TASKS TO COMPLETE ->
A – Reproduce the Sebastien Roberts profile from "- Born: Sébastien" to "projects since 2000.".
B – Summarize the Sebastien Roberts profile in two sentences.

DOCUMENT EXTRACT ->
- Born: Sébastien Robert Montreal, Quebec, Canada
- Occupation: Actor
- Years active: 2000–present
- Children: 1

= Sebastien Roberts =

Canadian actor

Sebastien Roberts is a French-Canadian actor of television and film, working in both French and English projects since 2000.

==Acting work==
Film appearances include the TV series Northern Rescue on CBC Television and Netflix and Mary Kills People on Hulu. Roberts also works in French productions, his latest being four seasons of the TV show O; as well as a new character introduced in season five of the hit French series, Unité 9. His role as a rapist, Anthony Burk, in the English/German film One Way (2006) with Til Schweiger, Eric Roberts and Michael Clarke Duncan caught people's attention due to the graphic rape scenes. He made appearances in the films Lucky Number Slevin (2006) and Black Swarm (2007); the TV-mini-series documentary, Canada Russia '72 (2006) as Rod Gilbert; and the made for TV mystery, Ice Blues (2008).

[Items from a data source]
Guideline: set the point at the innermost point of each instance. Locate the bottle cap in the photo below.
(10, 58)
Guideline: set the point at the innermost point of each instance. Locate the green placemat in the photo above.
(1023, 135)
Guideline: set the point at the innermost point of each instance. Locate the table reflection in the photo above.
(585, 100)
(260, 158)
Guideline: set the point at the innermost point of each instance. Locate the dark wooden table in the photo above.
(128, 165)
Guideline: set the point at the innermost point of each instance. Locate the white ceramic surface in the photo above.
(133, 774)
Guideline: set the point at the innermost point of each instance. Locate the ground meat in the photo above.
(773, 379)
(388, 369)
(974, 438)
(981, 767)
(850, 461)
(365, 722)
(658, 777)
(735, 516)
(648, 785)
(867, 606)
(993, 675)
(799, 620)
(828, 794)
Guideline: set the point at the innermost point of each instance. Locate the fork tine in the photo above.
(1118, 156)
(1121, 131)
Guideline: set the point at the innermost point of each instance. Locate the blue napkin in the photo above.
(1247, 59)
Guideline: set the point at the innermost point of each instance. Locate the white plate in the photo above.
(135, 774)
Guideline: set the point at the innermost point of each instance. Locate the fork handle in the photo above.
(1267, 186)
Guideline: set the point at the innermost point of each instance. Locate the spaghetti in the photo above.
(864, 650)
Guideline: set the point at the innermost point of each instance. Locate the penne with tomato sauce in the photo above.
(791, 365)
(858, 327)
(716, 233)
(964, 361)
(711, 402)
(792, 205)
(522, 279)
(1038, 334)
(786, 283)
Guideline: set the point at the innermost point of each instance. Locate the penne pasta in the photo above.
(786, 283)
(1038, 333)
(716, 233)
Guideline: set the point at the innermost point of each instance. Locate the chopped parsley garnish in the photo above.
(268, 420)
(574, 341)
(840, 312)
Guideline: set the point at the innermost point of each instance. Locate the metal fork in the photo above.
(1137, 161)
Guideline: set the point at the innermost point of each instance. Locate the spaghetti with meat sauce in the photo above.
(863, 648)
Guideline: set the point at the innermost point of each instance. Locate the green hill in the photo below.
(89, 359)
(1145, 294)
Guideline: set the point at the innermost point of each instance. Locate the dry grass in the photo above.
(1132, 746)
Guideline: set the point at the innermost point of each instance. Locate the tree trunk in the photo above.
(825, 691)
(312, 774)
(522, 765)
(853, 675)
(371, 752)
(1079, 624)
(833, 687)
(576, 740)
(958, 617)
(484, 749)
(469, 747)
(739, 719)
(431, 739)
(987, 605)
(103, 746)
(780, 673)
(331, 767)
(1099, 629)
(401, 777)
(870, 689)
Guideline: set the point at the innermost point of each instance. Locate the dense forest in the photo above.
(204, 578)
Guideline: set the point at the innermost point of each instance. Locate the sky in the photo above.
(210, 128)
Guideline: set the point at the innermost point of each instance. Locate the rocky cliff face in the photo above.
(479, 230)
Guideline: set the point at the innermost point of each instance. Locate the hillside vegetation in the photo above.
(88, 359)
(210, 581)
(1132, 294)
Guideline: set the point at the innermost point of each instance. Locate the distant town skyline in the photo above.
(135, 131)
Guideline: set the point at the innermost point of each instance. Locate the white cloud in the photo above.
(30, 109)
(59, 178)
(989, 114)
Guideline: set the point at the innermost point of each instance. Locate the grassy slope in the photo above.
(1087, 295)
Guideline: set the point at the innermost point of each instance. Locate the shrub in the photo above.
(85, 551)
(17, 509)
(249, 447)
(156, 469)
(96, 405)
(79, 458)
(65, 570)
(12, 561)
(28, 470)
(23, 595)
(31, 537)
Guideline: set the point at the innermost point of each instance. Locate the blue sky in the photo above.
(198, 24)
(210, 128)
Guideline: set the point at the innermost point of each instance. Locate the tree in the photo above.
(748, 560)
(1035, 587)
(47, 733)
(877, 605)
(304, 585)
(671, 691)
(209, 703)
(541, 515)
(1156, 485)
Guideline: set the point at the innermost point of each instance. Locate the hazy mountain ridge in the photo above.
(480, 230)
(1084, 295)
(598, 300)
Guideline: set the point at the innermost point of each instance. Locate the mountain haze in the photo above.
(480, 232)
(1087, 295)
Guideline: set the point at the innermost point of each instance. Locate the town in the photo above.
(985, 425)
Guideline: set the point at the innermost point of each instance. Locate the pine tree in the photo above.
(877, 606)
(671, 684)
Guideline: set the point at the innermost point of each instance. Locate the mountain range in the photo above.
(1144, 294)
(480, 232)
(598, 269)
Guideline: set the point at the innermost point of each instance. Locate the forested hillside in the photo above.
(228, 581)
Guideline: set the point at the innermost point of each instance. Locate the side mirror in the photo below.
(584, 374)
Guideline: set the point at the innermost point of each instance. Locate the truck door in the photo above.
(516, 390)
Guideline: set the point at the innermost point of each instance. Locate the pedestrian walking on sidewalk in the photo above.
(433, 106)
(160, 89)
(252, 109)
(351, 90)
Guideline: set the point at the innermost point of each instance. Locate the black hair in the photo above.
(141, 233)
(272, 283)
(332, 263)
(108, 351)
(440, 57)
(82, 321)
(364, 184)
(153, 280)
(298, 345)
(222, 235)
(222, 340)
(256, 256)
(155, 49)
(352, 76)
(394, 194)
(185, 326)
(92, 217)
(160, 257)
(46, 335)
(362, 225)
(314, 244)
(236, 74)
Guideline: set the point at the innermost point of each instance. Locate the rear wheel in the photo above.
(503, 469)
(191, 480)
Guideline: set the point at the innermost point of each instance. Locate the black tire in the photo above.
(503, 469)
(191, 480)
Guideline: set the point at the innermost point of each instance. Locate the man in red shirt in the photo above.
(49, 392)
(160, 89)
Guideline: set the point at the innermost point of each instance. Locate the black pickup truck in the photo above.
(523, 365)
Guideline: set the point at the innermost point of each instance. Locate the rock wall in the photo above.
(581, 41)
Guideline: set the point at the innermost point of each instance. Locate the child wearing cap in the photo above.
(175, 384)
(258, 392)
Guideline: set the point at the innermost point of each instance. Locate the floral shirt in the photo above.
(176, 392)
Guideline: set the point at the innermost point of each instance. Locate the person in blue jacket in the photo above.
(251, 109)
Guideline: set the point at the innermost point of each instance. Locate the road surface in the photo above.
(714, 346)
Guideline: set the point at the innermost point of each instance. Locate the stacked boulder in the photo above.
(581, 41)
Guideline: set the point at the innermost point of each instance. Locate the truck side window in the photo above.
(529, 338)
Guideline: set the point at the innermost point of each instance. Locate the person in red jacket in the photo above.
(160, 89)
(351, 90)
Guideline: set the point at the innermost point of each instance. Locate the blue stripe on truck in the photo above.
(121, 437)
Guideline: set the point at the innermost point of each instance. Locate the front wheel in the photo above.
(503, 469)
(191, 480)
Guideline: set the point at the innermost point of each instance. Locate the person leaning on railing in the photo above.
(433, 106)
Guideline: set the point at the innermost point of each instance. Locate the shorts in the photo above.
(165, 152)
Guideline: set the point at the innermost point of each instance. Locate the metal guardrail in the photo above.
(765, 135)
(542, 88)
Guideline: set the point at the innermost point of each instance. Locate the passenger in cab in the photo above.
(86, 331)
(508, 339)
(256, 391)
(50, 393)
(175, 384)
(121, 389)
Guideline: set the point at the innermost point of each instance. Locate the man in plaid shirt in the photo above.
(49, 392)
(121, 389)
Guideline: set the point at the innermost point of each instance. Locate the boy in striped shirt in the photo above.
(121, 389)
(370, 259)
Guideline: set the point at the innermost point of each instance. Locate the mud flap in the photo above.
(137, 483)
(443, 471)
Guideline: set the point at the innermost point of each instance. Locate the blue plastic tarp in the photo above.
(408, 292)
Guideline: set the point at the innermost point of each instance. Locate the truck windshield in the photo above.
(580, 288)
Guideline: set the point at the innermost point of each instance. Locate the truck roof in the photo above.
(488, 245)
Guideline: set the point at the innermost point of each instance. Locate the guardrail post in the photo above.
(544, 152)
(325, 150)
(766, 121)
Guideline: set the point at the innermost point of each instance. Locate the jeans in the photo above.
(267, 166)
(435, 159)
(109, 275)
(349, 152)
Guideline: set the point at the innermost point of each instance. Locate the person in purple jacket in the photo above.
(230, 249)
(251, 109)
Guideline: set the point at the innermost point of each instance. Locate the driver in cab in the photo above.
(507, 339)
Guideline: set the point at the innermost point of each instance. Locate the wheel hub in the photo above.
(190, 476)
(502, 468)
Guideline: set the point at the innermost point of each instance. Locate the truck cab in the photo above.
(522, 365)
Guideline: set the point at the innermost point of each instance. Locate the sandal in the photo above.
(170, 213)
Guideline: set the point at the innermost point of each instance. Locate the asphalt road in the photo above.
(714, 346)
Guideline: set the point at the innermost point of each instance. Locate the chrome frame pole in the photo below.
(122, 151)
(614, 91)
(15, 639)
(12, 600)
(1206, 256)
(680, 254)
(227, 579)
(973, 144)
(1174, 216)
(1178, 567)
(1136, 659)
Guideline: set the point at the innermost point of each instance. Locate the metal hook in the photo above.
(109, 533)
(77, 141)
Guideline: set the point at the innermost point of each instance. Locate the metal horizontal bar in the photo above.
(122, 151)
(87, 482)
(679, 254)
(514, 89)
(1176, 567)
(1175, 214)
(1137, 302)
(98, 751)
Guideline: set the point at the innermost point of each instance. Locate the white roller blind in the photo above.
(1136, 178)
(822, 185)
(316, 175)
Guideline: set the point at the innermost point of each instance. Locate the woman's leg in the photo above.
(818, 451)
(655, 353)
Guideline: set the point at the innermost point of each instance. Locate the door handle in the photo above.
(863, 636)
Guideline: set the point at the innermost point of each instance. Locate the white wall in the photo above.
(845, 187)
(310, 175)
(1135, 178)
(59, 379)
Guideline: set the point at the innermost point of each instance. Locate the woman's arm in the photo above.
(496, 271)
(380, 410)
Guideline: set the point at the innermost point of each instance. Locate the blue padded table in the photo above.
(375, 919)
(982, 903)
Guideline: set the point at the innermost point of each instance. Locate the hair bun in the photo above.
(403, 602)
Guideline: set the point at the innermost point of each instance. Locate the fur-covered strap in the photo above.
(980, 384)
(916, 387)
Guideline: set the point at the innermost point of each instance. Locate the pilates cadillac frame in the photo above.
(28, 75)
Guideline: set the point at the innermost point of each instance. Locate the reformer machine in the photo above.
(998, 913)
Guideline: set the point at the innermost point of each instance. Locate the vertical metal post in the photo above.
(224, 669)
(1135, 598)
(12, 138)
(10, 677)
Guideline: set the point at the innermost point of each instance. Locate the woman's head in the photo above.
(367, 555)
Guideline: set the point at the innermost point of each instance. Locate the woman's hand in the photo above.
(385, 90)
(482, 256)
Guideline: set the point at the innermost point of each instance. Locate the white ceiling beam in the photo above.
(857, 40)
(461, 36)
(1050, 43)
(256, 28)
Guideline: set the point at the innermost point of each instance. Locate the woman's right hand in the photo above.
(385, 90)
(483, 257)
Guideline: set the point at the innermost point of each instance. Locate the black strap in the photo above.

OUTPUTS BY TASK ->
A –
- Born: Sébastien Robert Montreal, Quebec, Canada
- Occupation: Actor
- Years active: 2000–present
- Children: 1

= Sebastien Roberts =

Canadian actor

Sebastien Roberts is a French-Canadian actor of television and film, working in both French and English projects since 2000.

B – Sebastien Roberts is a French-Canadian actor, born in Montreal, who has worked in French and English television and film since 2000. His work includes Northern Rescue, Mary Kills People, the French series O and Unité 9, and the films One Way, Lucky Number Slevin and Black Swarm.